So talk to me about catastrophizing.
I mean, catastrophizing, I think, that comes also really naturally to most of us. I'd probably
a queen catastrophizer in ways. But when you're envisioning that worst case scenario, it's
all doom and gloom. Nothing's ever going to get better. And really the main problem
of that is it like really, it deprives us of opportunities, of doing things, of taking action, of realizing our potential.
And if we have an experience with somebody or something,
like you go on an interview for a job,
and there's something ambiguous in that interaction,
then you immediately interpret that
in the worst possible way.
That person hated me.
I probably did a horrible job.
I thought I was an idiot.
And then you don't follow up. You don't necessarily send an email thanking them because you're already
convinced it's over. You're not getting that job. And so it's the consequences of catastrophizing
that can be catastrophic in a way. And so how do you override that? And Martin Seligman also
he's come up with this exercise, he calls put it in perspective.
And where he's allows you to think of, okay, what is the absolute worst thing that could
happen here?
Like, they hated me, I'm not getting that job or whatever.
Then consider what's the absolute best case scenario.
They love me, they're going to double the salary, this is amazing, I'm going to have the
best job there. And then what's the most realistic outcome here? And so when you can sort
of recognize and hold together those two extremes of the worst case, the best case, and then
the most realistic outcome, you know, it kind of puts you back to that place of realistic
optimism we were talking about of being, of putting things in perspective,
having some clarity, and that can take us off the ledge a little bit of that place where
we're just so quick to spiral downwards.
And I think when we're also deliberate in our everyday ways about more uplifts in our
day, like there's so many hassles, how can we be deliberate about having more uplifts,
like moments of joy or delight
or recognizing something that makes us laugh
or that makes us feel strong
or we're doing something for somebody else?

**EXCERPTED RECORDS:**
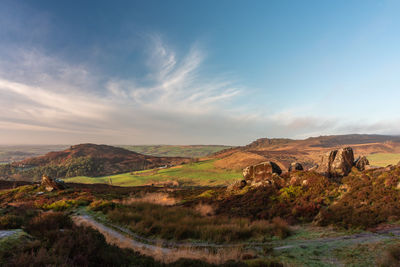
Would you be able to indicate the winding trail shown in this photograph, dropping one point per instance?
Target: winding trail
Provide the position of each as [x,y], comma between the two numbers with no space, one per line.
[7,233]
[169,251]
[164,251]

**ASSIGNED TASK 1:** Transcribe the passage of the transcript on catastrophizing starting at "And if we have" and ending at "it in perspective.".
**ASSIGNED TASK 2:** In the transcript on catastrophizing, what does Martin Seligman call the exercise he devised?
**ASSIGNED TASK 3:** Render into Spanish the following sentence from the transcript on catastrophizing: "Then consider what's the absolute best case scenario."

**RESPONSE 1:**
And if we have an experience with somebody or something,
like you go on an interview for a job,
and there's something ambiguous in that interaction,
then you immediately interpret that
in the worst possible way.
That person hated me.
I probably did a horrible job.
I thought I was an idiot.
And then you don't follow up. You don't necessarily send an email thanking them because you're already
convinced it's over. You're not getting that job. And so it's the consequences of catastrophizing
that can be catastrophic in a way. And so how do you override that? And Martin Seligman also
he's come up with this exercise, he calls put it in perspective.

**RESPONSE 2:** He calls it "put it in perspective."

**RESPONSE 3:** Luego, considera cuál es el mejor escenario posible.